> _Short exercise_: Pull out every line unchanged, starting at the line that contains "Exercise. Pick out the dock" and ending at the final line of the rows, with both ends included.
##### Dataset #####
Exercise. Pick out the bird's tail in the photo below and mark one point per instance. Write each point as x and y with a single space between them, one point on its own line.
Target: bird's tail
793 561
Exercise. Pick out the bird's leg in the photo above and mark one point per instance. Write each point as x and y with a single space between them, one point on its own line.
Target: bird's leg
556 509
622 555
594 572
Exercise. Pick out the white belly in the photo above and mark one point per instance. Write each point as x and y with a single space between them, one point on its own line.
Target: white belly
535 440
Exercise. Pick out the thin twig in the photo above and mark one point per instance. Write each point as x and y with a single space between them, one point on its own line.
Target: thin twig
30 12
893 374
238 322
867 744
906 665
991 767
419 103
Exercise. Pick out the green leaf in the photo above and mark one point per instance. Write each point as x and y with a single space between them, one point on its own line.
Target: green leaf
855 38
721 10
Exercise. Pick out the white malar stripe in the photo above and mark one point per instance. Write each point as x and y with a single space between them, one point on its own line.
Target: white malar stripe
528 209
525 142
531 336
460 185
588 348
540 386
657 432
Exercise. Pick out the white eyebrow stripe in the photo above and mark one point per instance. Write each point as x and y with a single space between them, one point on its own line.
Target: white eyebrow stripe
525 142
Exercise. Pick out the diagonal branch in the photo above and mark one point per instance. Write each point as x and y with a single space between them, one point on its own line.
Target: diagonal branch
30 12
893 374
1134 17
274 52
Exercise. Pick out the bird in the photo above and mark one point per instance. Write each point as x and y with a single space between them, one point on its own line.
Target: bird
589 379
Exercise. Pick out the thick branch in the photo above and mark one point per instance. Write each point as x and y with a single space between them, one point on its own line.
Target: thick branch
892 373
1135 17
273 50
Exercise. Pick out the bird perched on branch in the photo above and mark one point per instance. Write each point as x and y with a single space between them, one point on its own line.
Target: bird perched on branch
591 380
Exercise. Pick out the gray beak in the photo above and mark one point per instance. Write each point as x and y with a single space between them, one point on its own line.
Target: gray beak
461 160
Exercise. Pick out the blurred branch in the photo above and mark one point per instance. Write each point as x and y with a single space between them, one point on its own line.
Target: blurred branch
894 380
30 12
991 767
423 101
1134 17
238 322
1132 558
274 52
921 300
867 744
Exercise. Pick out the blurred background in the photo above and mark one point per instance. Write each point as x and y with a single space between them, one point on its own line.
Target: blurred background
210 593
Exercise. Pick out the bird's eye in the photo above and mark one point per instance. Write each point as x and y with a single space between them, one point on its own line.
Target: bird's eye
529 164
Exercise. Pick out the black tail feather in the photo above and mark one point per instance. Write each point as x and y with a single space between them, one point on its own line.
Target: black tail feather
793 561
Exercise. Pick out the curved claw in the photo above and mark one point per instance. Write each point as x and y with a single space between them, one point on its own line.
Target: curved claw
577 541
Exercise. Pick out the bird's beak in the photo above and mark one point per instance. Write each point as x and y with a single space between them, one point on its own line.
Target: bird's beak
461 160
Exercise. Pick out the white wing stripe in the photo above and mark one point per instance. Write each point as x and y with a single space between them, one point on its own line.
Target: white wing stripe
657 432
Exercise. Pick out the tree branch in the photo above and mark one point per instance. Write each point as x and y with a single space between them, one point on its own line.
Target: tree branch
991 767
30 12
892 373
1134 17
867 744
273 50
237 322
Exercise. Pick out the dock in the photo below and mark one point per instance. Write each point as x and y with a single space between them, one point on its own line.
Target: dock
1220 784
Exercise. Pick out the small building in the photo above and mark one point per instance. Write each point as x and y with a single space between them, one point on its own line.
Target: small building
#####
> _Response to this exercise_:
Exercise. Pick out the dock in the photo below and mark one point per instance. Write each point as x and y with a single space between them, one point on its own line.
Target: dock
1220 784
Exercise. Pick out the small building in the photo above and mark one point per instance. Write each point as x and y with a single space between them, one point on its own line.
Target: small building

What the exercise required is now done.